Aim of the exercise: Write out the material below exactly, beginning at the line that contains "Shelf audit: locate every instance of the rose-shaped" and ending with its last line, both ends included; write nothing else.

(Point labeling examples)
%%

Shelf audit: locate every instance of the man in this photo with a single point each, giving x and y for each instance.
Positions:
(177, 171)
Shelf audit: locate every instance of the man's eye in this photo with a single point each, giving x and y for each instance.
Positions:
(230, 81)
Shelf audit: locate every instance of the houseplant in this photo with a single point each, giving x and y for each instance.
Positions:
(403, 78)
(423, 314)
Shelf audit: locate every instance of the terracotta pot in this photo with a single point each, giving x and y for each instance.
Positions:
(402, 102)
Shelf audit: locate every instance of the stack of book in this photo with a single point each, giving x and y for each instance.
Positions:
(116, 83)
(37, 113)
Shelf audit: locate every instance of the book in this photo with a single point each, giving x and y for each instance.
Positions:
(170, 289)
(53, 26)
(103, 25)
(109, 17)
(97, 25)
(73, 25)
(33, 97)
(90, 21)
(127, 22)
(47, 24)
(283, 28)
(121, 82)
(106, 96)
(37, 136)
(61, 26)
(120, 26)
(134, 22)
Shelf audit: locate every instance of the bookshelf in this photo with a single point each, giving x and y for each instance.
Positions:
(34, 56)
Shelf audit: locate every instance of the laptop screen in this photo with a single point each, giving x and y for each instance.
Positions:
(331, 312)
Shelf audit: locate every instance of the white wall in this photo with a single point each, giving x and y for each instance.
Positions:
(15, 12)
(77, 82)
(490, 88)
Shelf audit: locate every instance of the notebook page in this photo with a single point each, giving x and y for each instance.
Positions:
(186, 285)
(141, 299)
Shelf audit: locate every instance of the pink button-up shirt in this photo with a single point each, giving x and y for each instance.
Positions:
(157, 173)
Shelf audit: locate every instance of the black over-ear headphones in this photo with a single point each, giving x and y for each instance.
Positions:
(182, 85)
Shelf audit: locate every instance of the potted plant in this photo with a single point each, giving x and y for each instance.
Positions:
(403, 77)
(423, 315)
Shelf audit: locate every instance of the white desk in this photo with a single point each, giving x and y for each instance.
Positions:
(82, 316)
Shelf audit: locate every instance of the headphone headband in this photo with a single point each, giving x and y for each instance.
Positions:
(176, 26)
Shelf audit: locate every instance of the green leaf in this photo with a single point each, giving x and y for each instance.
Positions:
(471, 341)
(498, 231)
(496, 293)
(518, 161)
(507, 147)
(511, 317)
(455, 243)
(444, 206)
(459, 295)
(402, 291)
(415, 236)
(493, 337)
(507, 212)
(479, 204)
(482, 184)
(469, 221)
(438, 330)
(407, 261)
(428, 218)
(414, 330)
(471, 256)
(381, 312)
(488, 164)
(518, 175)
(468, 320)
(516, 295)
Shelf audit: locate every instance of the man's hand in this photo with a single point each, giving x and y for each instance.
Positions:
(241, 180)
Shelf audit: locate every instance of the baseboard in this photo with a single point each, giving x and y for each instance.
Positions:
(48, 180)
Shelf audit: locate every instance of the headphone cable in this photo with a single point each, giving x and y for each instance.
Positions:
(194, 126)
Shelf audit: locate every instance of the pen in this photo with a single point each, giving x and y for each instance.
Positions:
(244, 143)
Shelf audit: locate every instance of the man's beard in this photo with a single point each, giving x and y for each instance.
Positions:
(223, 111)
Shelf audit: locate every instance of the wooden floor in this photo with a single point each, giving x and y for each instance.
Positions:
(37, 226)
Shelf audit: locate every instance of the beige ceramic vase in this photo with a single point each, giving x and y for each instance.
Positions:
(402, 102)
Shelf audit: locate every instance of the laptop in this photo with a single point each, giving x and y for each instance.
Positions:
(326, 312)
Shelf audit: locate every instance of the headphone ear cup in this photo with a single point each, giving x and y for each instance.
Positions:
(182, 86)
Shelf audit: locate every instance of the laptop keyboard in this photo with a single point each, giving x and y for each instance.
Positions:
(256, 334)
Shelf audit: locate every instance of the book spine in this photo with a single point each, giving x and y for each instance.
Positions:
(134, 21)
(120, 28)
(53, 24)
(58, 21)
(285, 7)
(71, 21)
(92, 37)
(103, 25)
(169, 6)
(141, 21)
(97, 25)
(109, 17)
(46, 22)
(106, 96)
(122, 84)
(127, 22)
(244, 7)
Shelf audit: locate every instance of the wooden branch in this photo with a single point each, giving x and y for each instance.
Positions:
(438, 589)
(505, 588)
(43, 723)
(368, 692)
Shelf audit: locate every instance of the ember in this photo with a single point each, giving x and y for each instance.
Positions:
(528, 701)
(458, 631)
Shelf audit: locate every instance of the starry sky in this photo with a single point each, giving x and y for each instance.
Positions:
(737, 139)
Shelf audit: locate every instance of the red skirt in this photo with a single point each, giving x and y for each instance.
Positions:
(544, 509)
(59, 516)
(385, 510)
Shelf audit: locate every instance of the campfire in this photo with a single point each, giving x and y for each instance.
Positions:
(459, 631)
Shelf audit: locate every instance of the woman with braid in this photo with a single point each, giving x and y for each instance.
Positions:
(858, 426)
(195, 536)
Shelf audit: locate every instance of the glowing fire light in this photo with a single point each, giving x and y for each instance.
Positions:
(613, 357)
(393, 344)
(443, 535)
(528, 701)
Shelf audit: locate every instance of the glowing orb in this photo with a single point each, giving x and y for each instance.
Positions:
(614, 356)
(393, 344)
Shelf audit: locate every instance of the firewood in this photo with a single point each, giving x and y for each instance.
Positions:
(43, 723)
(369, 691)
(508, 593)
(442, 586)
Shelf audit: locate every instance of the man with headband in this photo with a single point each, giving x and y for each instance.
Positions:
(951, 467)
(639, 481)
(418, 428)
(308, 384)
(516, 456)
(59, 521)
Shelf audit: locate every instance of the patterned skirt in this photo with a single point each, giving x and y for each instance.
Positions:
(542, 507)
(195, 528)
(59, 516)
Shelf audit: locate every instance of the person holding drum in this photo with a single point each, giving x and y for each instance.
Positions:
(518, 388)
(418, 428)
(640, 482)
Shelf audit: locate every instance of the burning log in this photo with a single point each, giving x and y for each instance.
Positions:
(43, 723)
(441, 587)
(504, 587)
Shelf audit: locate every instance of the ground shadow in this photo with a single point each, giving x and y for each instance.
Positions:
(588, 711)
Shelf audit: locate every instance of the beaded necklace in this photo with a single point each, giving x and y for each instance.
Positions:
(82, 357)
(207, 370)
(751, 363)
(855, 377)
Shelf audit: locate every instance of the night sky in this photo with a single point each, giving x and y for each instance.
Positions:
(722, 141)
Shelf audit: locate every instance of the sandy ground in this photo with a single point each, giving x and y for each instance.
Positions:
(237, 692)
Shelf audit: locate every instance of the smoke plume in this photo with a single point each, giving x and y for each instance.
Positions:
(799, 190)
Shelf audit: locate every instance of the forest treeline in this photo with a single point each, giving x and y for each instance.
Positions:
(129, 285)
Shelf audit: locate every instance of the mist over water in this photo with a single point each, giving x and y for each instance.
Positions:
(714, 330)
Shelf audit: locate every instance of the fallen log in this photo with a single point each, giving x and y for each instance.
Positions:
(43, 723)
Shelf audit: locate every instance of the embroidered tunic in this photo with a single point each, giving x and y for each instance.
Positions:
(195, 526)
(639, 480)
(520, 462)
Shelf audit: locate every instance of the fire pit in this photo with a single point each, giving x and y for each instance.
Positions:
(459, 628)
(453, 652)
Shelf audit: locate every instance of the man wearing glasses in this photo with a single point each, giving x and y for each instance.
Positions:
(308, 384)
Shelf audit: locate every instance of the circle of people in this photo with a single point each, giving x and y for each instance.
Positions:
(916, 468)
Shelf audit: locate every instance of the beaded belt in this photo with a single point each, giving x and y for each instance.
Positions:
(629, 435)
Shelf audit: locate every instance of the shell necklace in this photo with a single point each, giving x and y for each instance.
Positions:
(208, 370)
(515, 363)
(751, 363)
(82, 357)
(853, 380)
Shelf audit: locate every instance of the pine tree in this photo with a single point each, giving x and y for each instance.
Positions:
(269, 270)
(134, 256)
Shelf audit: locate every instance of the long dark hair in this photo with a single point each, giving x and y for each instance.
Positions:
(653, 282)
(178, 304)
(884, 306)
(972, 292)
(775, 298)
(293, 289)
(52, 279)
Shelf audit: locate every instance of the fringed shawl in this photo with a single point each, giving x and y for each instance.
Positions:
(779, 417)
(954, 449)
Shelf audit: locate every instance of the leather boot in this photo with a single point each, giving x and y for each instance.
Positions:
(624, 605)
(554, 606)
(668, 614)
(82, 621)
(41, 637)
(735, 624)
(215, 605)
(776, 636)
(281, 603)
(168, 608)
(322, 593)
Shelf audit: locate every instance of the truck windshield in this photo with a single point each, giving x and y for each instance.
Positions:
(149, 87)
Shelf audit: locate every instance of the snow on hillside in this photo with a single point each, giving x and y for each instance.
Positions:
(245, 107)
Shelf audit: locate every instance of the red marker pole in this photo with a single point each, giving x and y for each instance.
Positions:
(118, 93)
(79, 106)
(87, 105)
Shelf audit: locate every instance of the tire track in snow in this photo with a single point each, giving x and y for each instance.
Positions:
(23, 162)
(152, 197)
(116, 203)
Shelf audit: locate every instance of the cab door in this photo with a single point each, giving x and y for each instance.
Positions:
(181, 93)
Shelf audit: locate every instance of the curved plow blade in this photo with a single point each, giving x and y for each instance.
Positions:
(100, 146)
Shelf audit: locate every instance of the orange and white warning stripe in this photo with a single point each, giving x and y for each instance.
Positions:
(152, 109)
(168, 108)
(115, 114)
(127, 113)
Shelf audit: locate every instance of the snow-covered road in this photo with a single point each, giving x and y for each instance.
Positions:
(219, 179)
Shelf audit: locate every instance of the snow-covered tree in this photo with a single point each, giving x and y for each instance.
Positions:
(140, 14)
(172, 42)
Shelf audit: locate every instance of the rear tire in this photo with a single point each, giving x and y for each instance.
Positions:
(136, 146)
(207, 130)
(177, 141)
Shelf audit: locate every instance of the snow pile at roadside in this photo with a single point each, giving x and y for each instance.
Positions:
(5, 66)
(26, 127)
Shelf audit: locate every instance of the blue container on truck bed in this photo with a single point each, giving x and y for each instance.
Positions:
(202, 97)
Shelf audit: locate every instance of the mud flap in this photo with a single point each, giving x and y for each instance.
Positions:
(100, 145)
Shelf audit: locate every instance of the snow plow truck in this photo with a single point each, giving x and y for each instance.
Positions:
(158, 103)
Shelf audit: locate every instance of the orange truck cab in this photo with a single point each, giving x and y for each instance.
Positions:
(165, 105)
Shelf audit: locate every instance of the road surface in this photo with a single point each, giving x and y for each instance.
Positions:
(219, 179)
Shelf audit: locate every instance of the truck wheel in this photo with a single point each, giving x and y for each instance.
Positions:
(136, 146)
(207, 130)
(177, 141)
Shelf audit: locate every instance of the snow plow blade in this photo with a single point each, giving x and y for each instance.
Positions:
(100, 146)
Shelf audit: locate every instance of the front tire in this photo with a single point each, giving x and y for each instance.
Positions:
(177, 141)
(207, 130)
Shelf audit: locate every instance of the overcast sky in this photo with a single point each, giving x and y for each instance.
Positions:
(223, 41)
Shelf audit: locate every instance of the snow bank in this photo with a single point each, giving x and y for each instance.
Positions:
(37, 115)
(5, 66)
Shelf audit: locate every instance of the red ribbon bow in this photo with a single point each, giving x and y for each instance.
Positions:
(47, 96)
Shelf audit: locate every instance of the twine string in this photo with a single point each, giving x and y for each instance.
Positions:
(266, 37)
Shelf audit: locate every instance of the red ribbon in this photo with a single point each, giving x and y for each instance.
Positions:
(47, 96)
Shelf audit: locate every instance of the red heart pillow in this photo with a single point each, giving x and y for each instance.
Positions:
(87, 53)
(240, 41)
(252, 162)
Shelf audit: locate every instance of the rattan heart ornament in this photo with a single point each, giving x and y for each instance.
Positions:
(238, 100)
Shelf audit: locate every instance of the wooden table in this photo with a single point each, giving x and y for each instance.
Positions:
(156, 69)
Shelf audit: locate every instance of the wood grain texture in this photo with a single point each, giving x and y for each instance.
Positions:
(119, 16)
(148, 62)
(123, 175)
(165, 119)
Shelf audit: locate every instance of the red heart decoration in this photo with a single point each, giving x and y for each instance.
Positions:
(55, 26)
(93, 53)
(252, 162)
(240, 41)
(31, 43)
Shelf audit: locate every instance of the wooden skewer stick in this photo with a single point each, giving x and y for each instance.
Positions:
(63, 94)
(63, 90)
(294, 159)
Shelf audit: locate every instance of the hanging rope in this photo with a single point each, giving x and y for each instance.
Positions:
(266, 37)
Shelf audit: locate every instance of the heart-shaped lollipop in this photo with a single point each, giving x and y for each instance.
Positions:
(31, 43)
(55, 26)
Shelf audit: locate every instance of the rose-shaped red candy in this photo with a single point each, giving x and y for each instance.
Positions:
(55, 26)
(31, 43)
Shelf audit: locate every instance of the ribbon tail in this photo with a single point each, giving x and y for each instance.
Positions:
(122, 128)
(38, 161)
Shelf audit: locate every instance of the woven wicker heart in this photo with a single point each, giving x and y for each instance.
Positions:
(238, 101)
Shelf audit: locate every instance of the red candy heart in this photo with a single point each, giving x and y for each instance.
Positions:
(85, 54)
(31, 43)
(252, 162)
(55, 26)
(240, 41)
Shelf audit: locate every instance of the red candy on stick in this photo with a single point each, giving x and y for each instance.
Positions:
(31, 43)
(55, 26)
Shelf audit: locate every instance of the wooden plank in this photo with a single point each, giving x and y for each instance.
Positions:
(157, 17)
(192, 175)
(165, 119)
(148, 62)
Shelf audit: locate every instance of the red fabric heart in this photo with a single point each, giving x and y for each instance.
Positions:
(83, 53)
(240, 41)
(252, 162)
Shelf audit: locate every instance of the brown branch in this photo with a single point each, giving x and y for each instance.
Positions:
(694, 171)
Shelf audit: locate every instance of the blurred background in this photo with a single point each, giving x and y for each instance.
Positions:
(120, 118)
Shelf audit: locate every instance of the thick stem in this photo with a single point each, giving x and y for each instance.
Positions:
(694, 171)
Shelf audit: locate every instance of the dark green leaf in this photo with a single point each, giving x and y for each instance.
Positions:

%%

Problem solution:
Shelf audit: locate every instance of the rose-shaped red candy in this photo with a single point each, giving x and y for each instance.
Positions:
(55, 26)
(31, 43)
Shelf audit: locate every instance of the ribbon tail in this photo with a single point each, giving x and y for each instance.
Positions:
(122, 128)
(38, 161)
Shelf audit: locate every instance of the woven wicker heart in this photo with a single point each, giving x and y for each instance.
Positions:
(238, 101)
Shelf audit: locate every instance of the red candy heart in this photo with a single point each, giving x and y for each instance.
Positions:
(85, 54)
(31, 43)
(252, 162)
(55, 26)
(240, 41)
Shelf audit: locate every instance of the red candy on stick in this photo with a single point each, giving x and y for each instance.
Positions:
(31, 43)
(55, 26)
Shelf audit: locate every instance of the wooden plank in this photo with a single point each, giving x and y for each instance.
Positions:
(157, 17)
(192, 175)
(165, 119)
(148, 62)
Shelf audit: locate every instance of the red fabric heart in this photo with a single point each, giving x and y for each instance.
Positions:
(83, 53)
(240, 41)
(252, 162)
Shelf audit: locate every instance of the brown branch in this photo with a single point each, giving x and y for each instance.
Positions:
(694, 171)
Shelf audit: locate every instance of the blurred background in this photo with a single point each, giving x and y for each instance.
Positions:
(120, 118)
Shelf audit: locate every instance of the thick stem in this photo with a single point each, giving x and y for each instance.
Positions:
(694, 171)
Shelf audit: locate every instance of the dark green leaf in this photo with a single point each, giving x and y for each instance.
Positions:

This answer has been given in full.